Saved entries
******************************

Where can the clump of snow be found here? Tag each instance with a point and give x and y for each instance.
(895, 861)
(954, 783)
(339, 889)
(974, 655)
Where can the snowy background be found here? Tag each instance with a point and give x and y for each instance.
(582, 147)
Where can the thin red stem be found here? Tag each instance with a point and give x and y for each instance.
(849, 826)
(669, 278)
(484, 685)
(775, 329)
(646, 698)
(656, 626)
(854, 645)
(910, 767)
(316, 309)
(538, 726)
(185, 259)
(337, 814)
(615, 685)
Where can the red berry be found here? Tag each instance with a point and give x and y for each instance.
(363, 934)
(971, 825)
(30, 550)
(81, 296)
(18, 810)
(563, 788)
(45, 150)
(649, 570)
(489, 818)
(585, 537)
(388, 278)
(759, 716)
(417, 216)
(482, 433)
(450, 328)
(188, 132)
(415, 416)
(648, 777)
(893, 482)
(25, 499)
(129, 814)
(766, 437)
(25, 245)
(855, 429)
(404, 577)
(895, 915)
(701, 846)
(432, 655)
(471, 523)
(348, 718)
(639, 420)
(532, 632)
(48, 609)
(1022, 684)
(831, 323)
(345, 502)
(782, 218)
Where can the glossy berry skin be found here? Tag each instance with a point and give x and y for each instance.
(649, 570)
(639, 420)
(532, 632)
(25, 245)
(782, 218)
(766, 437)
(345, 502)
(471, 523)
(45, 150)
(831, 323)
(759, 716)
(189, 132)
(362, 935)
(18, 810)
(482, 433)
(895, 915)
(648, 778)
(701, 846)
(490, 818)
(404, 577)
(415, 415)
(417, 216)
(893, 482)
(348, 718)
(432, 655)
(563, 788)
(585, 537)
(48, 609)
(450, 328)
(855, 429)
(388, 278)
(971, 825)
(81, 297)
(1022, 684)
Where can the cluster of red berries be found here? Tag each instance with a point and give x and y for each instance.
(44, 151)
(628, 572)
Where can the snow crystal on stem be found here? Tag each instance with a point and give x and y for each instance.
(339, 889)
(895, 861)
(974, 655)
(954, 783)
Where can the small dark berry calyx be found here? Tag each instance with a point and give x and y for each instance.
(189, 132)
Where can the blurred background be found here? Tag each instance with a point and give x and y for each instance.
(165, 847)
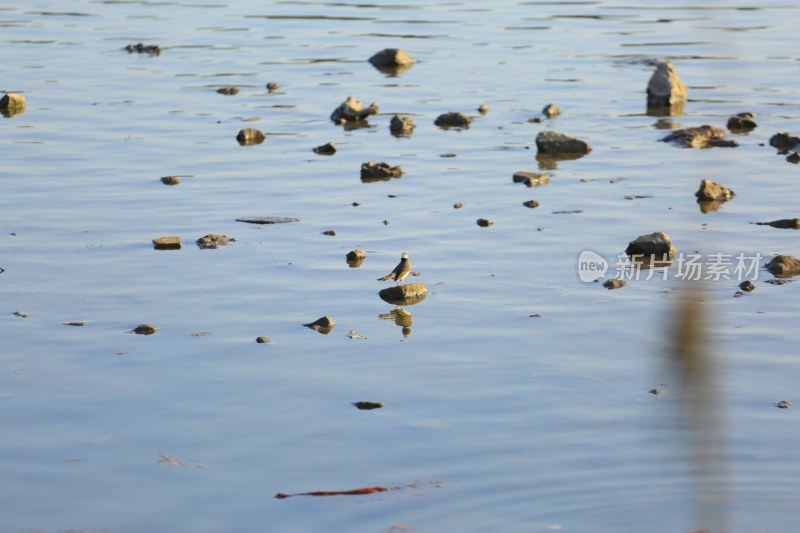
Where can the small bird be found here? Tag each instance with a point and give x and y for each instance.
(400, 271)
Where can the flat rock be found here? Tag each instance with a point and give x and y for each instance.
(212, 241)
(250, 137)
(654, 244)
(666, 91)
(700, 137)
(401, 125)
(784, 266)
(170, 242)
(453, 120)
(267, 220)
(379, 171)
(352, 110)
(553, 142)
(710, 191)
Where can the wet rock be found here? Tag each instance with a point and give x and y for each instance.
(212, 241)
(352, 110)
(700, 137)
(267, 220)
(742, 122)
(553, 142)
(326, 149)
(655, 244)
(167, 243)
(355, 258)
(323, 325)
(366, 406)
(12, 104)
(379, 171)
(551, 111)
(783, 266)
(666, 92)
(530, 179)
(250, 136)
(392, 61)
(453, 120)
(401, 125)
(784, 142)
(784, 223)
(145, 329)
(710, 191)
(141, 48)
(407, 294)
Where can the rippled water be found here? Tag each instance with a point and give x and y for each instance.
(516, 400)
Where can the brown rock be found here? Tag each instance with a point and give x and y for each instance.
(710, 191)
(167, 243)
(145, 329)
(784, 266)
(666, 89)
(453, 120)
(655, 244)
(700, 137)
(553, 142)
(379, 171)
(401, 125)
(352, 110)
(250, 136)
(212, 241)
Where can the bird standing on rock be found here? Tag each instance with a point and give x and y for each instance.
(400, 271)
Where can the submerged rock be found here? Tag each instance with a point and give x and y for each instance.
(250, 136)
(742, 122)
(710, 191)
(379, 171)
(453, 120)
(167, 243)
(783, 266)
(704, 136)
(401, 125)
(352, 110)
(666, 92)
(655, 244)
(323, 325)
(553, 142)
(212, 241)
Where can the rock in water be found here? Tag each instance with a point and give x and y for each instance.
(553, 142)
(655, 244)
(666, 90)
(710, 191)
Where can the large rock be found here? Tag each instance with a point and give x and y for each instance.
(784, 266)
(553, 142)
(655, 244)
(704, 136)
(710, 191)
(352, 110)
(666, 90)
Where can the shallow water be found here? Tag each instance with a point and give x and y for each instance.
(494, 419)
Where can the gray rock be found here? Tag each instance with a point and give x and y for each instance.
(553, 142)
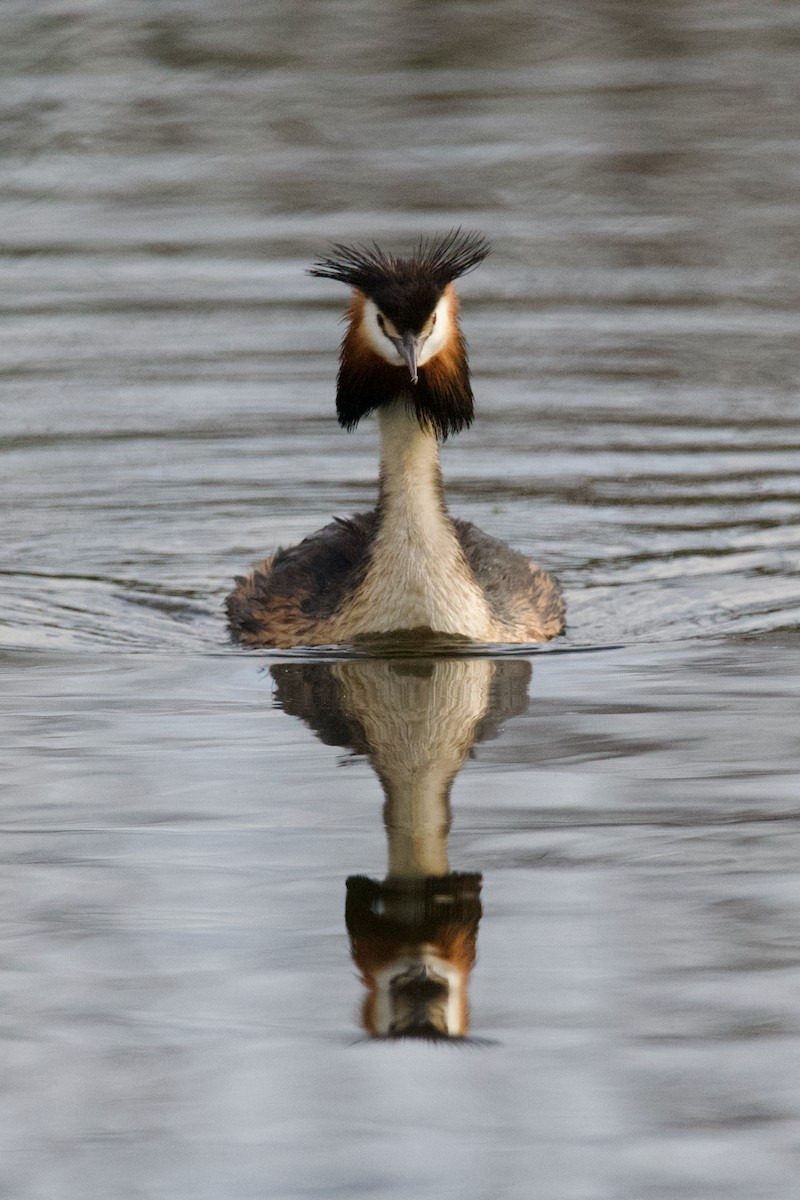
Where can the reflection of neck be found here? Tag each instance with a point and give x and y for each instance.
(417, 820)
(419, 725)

******************************

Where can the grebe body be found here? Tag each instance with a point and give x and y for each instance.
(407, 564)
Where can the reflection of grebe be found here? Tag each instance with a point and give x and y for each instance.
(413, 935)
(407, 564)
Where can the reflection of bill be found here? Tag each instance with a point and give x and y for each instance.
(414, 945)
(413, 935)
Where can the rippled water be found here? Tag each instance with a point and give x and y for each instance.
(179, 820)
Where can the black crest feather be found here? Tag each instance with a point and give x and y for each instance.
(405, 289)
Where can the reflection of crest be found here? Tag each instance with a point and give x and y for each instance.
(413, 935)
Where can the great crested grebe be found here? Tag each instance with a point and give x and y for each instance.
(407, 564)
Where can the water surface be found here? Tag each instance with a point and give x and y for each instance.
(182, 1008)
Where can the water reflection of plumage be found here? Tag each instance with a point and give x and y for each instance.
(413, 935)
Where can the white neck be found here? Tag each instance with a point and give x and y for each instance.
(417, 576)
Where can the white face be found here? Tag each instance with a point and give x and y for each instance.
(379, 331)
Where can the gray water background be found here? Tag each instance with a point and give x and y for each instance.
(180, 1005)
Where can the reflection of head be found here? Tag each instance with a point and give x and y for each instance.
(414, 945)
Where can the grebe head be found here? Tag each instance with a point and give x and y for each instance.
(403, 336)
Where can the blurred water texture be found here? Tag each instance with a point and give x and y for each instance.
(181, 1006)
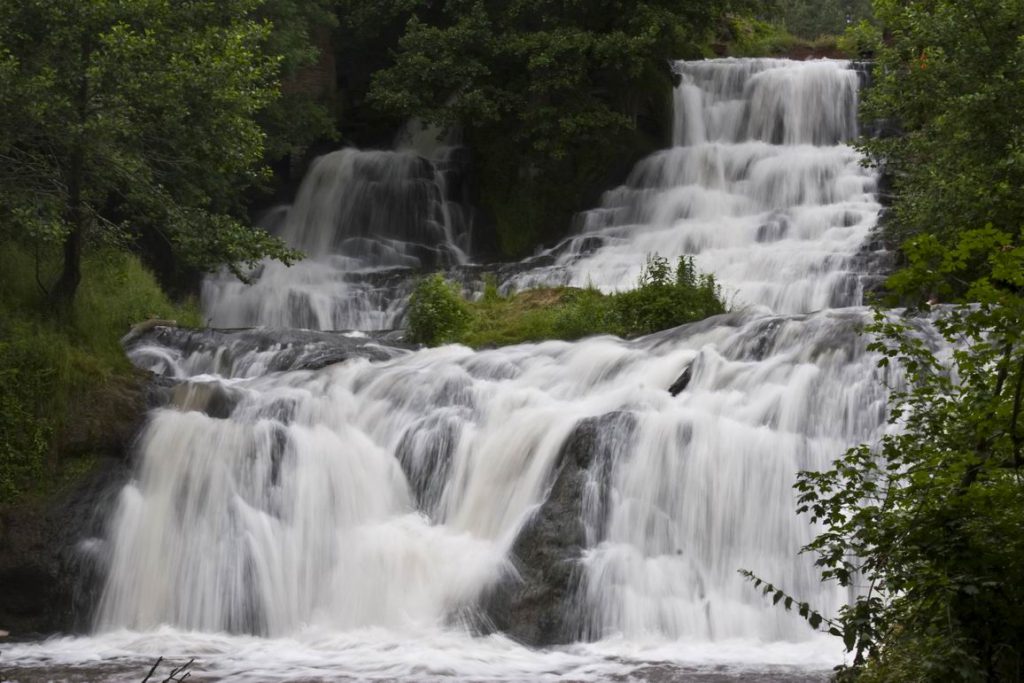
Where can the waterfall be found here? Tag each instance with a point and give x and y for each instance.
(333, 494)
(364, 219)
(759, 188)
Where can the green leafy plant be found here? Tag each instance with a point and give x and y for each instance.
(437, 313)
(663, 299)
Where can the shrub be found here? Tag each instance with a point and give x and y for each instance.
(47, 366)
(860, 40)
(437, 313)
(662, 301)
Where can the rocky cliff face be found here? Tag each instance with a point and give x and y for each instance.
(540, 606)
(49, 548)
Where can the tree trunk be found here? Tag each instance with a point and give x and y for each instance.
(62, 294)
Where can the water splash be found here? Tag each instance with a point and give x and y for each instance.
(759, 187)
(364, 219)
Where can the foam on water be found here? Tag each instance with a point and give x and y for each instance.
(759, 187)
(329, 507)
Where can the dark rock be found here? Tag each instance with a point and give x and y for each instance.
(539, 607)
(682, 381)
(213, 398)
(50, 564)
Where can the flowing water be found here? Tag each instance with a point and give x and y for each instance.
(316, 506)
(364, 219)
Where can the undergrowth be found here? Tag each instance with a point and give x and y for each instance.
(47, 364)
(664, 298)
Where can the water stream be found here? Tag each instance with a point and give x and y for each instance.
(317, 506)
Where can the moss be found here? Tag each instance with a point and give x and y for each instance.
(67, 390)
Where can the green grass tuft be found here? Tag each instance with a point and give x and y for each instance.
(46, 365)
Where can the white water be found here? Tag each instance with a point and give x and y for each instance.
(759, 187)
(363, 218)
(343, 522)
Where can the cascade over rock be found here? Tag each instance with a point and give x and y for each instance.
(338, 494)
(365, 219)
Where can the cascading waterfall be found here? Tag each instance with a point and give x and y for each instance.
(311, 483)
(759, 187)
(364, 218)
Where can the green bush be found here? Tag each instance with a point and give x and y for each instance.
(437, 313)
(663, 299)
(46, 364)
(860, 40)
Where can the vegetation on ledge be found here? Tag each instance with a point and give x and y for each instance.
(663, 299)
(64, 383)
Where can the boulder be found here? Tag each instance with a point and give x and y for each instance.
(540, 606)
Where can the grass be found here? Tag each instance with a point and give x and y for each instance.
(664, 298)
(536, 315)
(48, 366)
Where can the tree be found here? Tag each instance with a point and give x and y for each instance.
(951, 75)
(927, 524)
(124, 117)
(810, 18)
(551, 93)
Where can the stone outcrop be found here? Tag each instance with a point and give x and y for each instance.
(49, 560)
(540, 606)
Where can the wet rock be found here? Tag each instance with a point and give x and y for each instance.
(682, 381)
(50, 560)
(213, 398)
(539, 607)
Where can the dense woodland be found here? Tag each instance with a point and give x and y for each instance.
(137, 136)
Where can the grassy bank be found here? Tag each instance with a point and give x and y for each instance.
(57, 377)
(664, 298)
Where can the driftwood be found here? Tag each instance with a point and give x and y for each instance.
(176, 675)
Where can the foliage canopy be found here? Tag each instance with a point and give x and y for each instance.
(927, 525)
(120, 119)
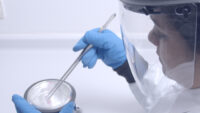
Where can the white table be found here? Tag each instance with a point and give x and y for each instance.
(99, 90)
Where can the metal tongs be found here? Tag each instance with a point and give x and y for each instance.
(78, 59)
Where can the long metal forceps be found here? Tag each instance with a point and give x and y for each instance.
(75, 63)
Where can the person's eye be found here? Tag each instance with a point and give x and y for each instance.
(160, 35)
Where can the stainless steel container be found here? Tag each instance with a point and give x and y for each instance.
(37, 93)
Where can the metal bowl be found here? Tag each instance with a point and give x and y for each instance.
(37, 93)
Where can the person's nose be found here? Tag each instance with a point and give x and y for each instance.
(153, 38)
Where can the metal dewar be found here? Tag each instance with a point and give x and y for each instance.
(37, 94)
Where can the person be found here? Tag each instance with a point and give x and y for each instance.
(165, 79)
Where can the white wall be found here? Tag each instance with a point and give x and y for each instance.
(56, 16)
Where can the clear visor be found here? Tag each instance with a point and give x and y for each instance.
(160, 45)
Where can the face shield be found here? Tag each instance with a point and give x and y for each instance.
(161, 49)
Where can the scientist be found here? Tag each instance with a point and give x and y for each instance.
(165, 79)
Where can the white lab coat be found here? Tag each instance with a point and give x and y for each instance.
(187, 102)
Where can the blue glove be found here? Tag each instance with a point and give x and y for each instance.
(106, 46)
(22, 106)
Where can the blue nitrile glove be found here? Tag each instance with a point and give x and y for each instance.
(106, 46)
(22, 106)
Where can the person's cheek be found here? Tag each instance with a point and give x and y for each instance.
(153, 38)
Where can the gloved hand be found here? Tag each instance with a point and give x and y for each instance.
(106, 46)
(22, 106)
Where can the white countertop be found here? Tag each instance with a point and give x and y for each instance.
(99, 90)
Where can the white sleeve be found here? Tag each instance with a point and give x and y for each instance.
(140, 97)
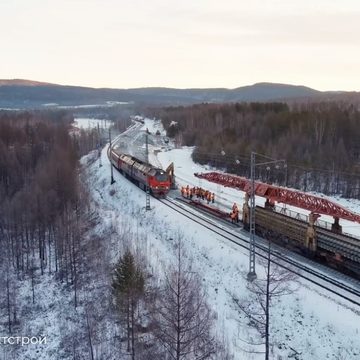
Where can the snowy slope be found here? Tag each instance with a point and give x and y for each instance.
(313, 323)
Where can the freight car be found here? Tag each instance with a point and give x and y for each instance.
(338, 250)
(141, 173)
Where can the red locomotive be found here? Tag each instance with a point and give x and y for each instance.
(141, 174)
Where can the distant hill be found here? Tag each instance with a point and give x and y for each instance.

******************************

● WHAT TO WORK ON: Within these entries, output exactly the lines starting at the one with "Where can the gloved" and finishing at the one with "Where can the distant". Leave pictures out of the output.

● ANSWER SECTION:
Where can the gloved hand be found here? Tag each instance with a point and give x and y for each instance.
(106, 46)
(22, 106)
Where can the white countertop be found here? Tag each instance with a point and give x and y for each instance.
(99, 90)
Where can the white sleeve be found here? Tag each instance with a point and give x and y for each instance.
(140, 97)
Where can the snowy slope be found here? Tag each instance with a point and give x and y for each instance.
(313, 323)
Where can the freight car be found here? Tag each instance with a point and give x and y for each instance.
(338, 250)
(141, 173)
Where can the red locomotive be found here? Tag each instance with a point and give x and y for each instance.
(141, 174)
Where can the distant hill be found here? Tag each instance with a point and give x and y for each instance.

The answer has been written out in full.